[Task requirements]: Please copy the data below line for line without changing anything, and leave the pictures out of your answer.

[Given records]:
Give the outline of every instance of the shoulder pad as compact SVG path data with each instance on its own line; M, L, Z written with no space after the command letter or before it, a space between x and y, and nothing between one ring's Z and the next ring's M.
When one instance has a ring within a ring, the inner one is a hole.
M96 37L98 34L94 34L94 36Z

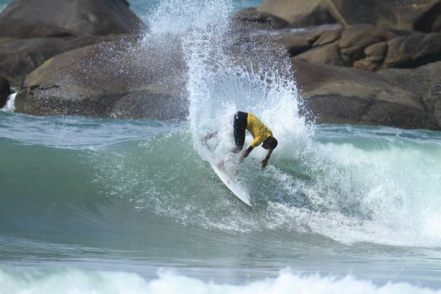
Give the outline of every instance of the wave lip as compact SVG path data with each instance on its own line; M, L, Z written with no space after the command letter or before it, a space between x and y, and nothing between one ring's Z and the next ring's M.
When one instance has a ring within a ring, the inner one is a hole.
M343 278L318 274L293 274L284 270L276 278L232 285L204 281L158 271L158 277L146 281L125 272L83 271L72 268L15 271L0 269L0 292L32 293L440 293L441 289L419 287L409 283L377 285L348 275Z

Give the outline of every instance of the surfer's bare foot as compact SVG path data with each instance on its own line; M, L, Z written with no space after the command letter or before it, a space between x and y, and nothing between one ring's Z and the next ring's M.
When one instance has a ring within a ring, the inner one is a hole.
M220 160L219 163L218 163L218 169L220 169L223 172L225 171L225 161L223 160Z

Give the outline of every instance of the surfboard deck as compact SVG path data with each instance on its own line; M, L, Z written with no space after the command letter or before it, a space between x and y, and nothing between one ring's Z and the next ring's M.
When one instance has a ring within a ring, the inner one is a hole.
M218 175L219 178L223 182L224 184L230 189L232 193L236 195L237 198L241 200L242 202L245 203L248 206L251 206L250 204L250 195L245 191L242 188L241 188L235 179L233 177L230 176L228 174L225 174L223 171L220 170L218 168L218 160L214 156L214 153L213 153L209 149L202 147L202 153L205 157L205 159L209 162L216 174Z

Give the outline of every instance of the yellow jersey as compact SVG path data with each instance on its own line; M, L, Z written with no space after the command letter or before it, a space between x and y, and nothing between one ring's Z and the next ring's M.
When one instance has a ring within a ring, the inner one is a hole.
M268 137L272 136L271 130L249 112L246 118L246 130L254 138L254 140L250 144L253 148L258 146Z

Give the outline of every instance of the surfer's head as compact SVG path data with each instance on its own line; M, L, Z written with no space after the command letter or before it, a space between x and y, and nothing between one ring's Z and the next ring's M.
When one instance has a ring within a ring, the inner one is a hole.
M268 139L265 140L262 144L262 147L264 149L275 149L277 147L277 140L274 136L269 136Z

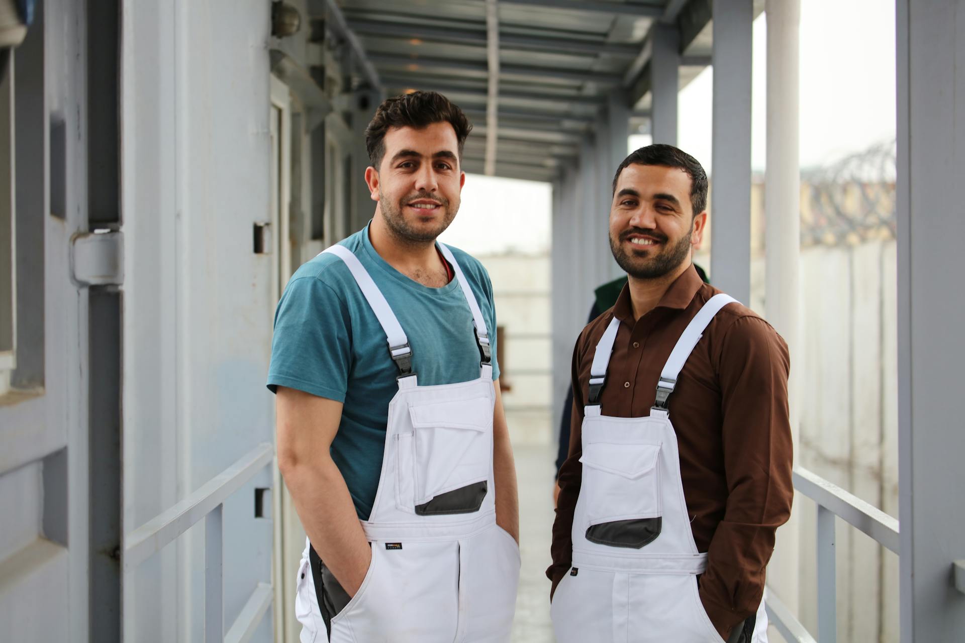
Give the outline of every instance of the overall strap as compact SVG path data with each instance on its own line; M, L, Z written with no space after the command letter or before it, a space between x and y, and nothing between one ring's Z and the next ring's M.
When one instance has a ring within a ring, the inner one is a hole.
M596 352L593 353L593 363L590 366L590 392L587 395L587 407L596 407L598 415L600 406L600 392L603 385L606 384L607 366L610 365L610 355L613 353L613 344L617 341L617 330L620 328L620 320L616 315L610 320L610 325L603 332L603 336L596 342Z
M396 313L392 311L389 303L385 301L385 295L375 285L375 281L372 281L372 276L365 269L365 266L355 256L355 254L345 246L338 244L330 246L322 251L323 255L326 253L335 255L345 261L352 277L355 278L355 282L358 283L359 289L365 296L366 301L369 302L372 311L375 313L375 317L378 319L378 323L385 332L385 336L389 342L389 355L392 361L396 362L396 366L399 367L398 379L401 380L402 378L414 376L415 372L412 370L412 349L409 347L409 339L405 336L405 332L402 331L402 327L396 318Z
M443 256L453 264L453 270L455 272L455 279L459 282L459 287L462 288L462 294L466 298L466 302L469 304L469 309L473 313L473 323L476 325L476 344L480 349L480 367L482 370L489 368L489 376L492 377L492 350L489 346L489 333L485 327L485 319L482 317L482 310L480 309L479 302L476 301L476 295L473 294L473 289L469 287L469 281L466 281L466 276L462 274L462 268L459 267L459 262L455 260L453 256L453 251L449 249L444 243L439 244L439 250L442 252Z
M660 372L660 380L657 382L657 400L656 404L653 405L654 409L667 410L667 398L674 392L674 387L676 386L676 378L680 374L684 362L687 362L687 358L690 357L694 347L697 346L697 342L703 336L703 331L706 330L710 320L725 306L736 301L731 295L725 295L723 292L714 295L707 300L707 303L690 320L687 328L683 330L683 335L676 340L676 345L674 346L667 363L664 364L664 368Z

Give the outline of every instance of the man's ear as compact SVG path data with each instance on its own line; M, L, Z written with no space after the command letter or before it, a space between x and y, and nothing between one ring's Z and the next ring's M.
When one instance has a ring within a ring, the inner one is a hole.
M690 246L694 250L700 250L703 243L703 231L707 228L707 211L704 210L694 217L691 224Z
M369 198L372 201L379 200L378 192L378 170L371 165L365 169L365 182L369 186Z

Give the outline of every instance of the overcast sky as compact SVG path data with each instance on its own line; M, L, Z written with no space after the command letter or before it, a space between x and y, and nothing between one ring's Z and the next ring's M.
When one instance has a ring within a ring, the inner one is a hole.
M754 24L752 159L764 169L766 24ZM802 167L895 138L895 3L893 0L804 0L801 3ZM679 97L678 146L711 168L713 69ZM633 148L648 137L630 137ZM441 238L485 255L510 249L547 252L552 190L545 183L469 174L459 214Z

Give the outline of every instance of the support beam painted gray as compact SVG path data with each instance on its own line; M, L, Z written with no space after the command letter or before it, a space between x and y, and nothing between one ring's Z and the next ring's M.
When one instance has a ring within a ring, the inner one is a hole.
M496 138L499 135L499 4L485 0L486 67L488 86L485 102L485 165L488 176L496 174Z
M394 22L391 20L350 19L348 26L357 34L377 37L379 40L397 40L418 38L432 42L453 42L463 46L486 46L486 32L482 28L456 29ZM500 33L499 40L504 49L536 49L562 53L609 54L611 56L632 57L638 47L620 42L580 40L555 36L535 36Z
M746 306L751 301L753 2L714 0L714 16L710 275L716 287Z
M764 176L766 224L767 320L787 342L791 360L798 341L798 259L800 256L800 181L798 161L799 0L767 2L767 174ZM715 74L716 75L716 74ZM788 382L790 429L798 444L800 412L793 368ZM797 611L800 592L800 535L795 514L778 531L768 582L781 600Z
M637 5L630 2L586 2L586 0L503 0L508 5L546 7L552 10L614 13L634 17L660 17L663 9L653 5Z
M650 92L653 143L676 145L676 99L679 90L680 38L674 25L650 30Z
M965 235L965 12L956 0L896 7L901 640L954 641L965 632L952 573L965 558L965 306L952 294Z
M348 43L352 54L355 56L355 63L365 75L366 80L369 81L370 89L381 89L382 82L378 78L378 71L375 70L374 66L369 61L365 47L359 42L359 39L348 28L348 23L345 22L345 16L343 15L339 3L335 0L325 0L325 15L329 28Z

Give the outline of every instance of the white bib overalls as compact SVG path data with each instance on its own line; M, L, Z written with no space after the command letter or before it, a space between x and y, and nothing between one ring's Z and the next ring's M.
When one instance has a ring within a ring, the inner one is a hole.
M583 419L573 563L550 606L559 643L720 643L698 595L707 554L698 552L690 528L667 398L707 324L733 301L712 297L684 330L647 417L600 414L619 319L597 343ZM766 643L766 629L761 603L752 640Z
M472 310L482 362L479 379L433 387L418 386L408 339L358 258L343 246L325 251L348 266L400 370L378 490L362 522L372 564L359 591L332 618L332 643L510 639L519 549L495 520L489 339L462 270L439 247ZM309 547L306 540L295 600L301 643L326 640Z

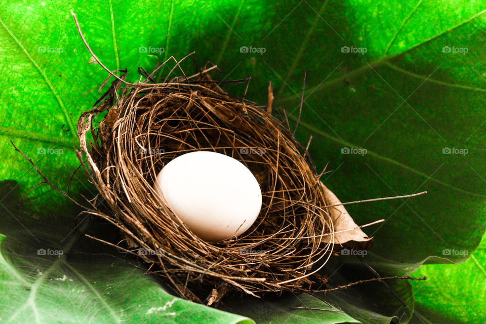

[Output for this exercise]:
Give the outline of every instance of the shoulder pad as compact SVG path data with each instance on its own line; M, L, Z written with no space after the command letter or before it, a space between x and y, and nothing between one ring's Z and the next ring's M.
When one instance has a ring within a ring, the inner one is a hole.
M96 37L98 34L94 34L94 36Z

Give the outline of every instance of the wave lip as compact SVG path data with each instance on its own line; M, L, Z written with no space after the command letter or before it, a space between x and y, and nothing between one ring's Z and the next ring's M.
When one instance has a ring within a ring, the inner one is a hole.
M343 278L318 274L293 274L284 270L276 278L232 285L204 281L158 271L158 277L146 281L125 272L83 271L72 268L15 271L0 269L0 292L32 293L440 293L441 289L419 287L409 283L377 285L348 275Z

Give the outline of every instance of the surfer's bare foot as compact SVG path data with each instance on its own line; M, L, Z written with no space after the command letter or before it, a space between x and y, and nothing between one ring's Z and the next ring's M.
When one instance has a ring within a ring, the inner one is a hole.
M220 160L219 163L218 163L218 169L220 169L223 172L225 171L225 161L223 160Z

Give the outline of every instance of the surfboard deck as compact SVG path data with each instance on its own line; M, L, Z written with no space after the command letter or before it, a space between x and y, and nothing between one ring's Z and the next ring's M.
When one instance has a ring within a ring, the inner one is a hole.
M218 175L219 178L223 182L224 184L230 189L232 193L236 195L237 198L241 200L242 202L245 203L248 206L251 206L250 204L250 195L245 191L242 188L241 188L235 179L233 177L230 176L228 174L225 174L223 171L220 170L218 168L218 160L214 156L214 153L213 153L209 149L202 147L202 153L205 157L205 159L209 162L216 174Z

Give the outline of every instance of the yellow jersey as compact SVG path data with each instance on its own line; M, L, Z written with no space after the command letter or before it, a space between x and y, and nothing between one ring's Z and the next ring's M.
When one instance has a ring within a ring, the inner one is a hole.
M268 137L272 136L271 130L249 112L246 118L246 130L254 138L254 140L250 144L253 148L258 146Z

Give the outline of every instance of the surfer's head as compact SVG path data with each instance on its own line; M, L, Z written with no space after the command letter or before it, a space between x and y, and nothing between one ring's Z and the next ring's M.
When one instance has a ring within a ring, the inner one is a hole.
M268 139L265 140L262 144L262 147L264 149L275 149L277 147L277 140L274 136L269 136Z

Give the outline of every instance of the overall strap as compact SVG path data with each instance on its own line; M, L, Z written with no space after the command letter or before it, a space between x and y, and nothing between one ring's Z and the next ring's M.
When one instance has a ring within a ring, the inner one is a hole.
M596 352L593 353L593 363L590 366L590 392L587 395L587 407L596 407L598 415L600 406L600 392L603 385L606 384L607 366L610 365L610 355L613 353L613 344L617 341L617 330L620 328L620 320L616 315L610 320L610 325L603 332L603 336L596 342Z
M396 313L392 311L389 303L385 301L385 295L375 285L375 281L372 281L372 276L365 269L365 266L355 256L355 254L345 246L338 244L330 246L322 251L323 255L326 253L335 255L345 261L352 277L355 278L355 282L358 283L359 289L365 296L366 301L369 302L372 311L375 313L375 317L378 319L378 323L385 332L385 336L389 342L389 355L392 361L396 362L396 366L399 367L398 379L401 380L402 378L414 376L415 372L412 370L412 349L409 347L409 339L405 336L405 332L402 331L402 327L396 318Z
M443 256L453 264L453 270L455 272L455 279L459 282L459 287L462 288L462 294L466 298L466 302L469 304L469 309L473 313L473 323L476 325L476 344L480 349L480 367L482 370L489 368L489 376L492 377L492 350L489 346L489 333L485 327L485 319L482 317L482 310L480 309L479 302L476 301L476 295L473 294L473 289L469 287L469 281L466 281L466 276L462 274L462 268L459 267L459 262L455 260L453 256L453 251L449 249L444 243L439 244L439 250L442 252Z
M660 372L660 380L657 382L657 400L656 404L653 405L654 409L667 410L667 398L674 392L674 387L676 386L676 378L680 374L684 362L687 362L687 358L690 357L694 347L697 346L697 342L703 336L703 331L706 330L710 320L725 306L736 301L731 295L725 295L723 292L714 295L707 300L707 303L690 320L687 328L683 330L683 335L676 340L676 345L674 346L667 363L664 364L664 368Z

Give the outline of every instance of the man's ear as compact SVG path data with each instance on its own line; M, L, Z written with no space after the command letter or before it, a space between x and y, and nothing between one ring's Z and the next ring's M.
When one instance has a ring within a ring, the inner one is a hole.
M690 246L694 250L700 250L703 243L703 231L707 228L707 211L704 210L694 217L691 224Z
M369 198L372 201L379 200L378 192L378 170L371 165L365 169L365 182L369 186Z

Give the outline of every instance of the overcast sky as compact SVG path data with each instance on its own line; M, L, Z written with no space after the command letter or before it, a space between x and y, and nothing between one ring's Z and the next ring's M.
When one instance has a ring within a ring, the inner one is a hole.
M754 24L752 159L764 169L766 24ZM802 167L895 138L895 3L893 0L804 0L801 3ZM679 97L678 146L711 168L713 69ZM633 148L648 137L630 137ZM441 238L485 255L510 249L547 252L552 190L545 183L469 174L459 214Z

Give the outline of every instance of the support beam painted gray as compact SVG path data with each instance on its own line; M, L, Z written with no space after the command letter or before it, a space between x and y, and nothing between one ring's Z and the next ring's M.
When one instance has a ring within a ring, the inner one is a hole.
M496 138L499 135L499 4L485 0L486 67L488 86L485 102L485 165L488 176L496 174Z
M394 22L391 20L350 19L348 26L357 34L377 37L379 40L397 40L418 38L432 42L453 42L463 46L486 46L486 32L482 28L456 29ZM500 33L499 40L504 49L536 49L562 53L609 54L611 56L632 57L638 47L620 42L580 40L555 36L535 36Z
M746 306L751 301L753 2L714 0L714 16L710 275L716 287Z
M764 176L766 224L767 320L787 342L791 360L798 341L798 259L800 256L800 181L798 161L799 0L767 2L767 174ZM715 74L716 75L716 74ZM788 382L790 429L798 444L800 412L793 368ZM797 611L800 592L800 535L795 514L778 531L768 582L781 600Z
M637 5L630 2L586 2L586 0L503 0L508 5L546 7L552 10L614 13L634 17L660 17L663 9L653 5Z
M650 92L653 143L676 145L676 99L679 90L680 38L674 25L650 30Z
M965 235L965 12L956 0L896 7L901 640L954 641L965 632L952 573L965 558L965 306L952 294Z
M348 43L352 54L355 56L355 63L365 75L366 80L369 81L370 89L381 89L382 82L378 78L378 71L375 70L374 66L369 61L365 47L359 42L359 39L348 28L348 23L345 22L345 16L343 15L339 3L335 0L325 0L325 15L329 28Z

Give the outline of every instance of the white bib overalls as compact SVG path data with each instance on its own line; M, L, Z written with no space after the command letter or before it, a space between x and y, and nothing between one ring's Z and the next ring's M.
When one instance has a ring within a ring, the inner one is a hole.
M583 419L573 563L550 606L559 643L720 643L698 595L707 554L698 552L690 528L667 398L707 324L733 301L712 297L684 330L647 417L600 414L619 319L597 343ZM766 643L766 629L761 603L752 640Z
M472 310L482 362L479 379L433 387L418 386L408 339L358 258L343 246L325 251L348 266L400 370L378 490L362 522L372 564L359 591L332 618L332 643L510 639L519 549L495 520L489 339L462 270L439 247ZM309 547L306 540L295 600L301 643L326 640Z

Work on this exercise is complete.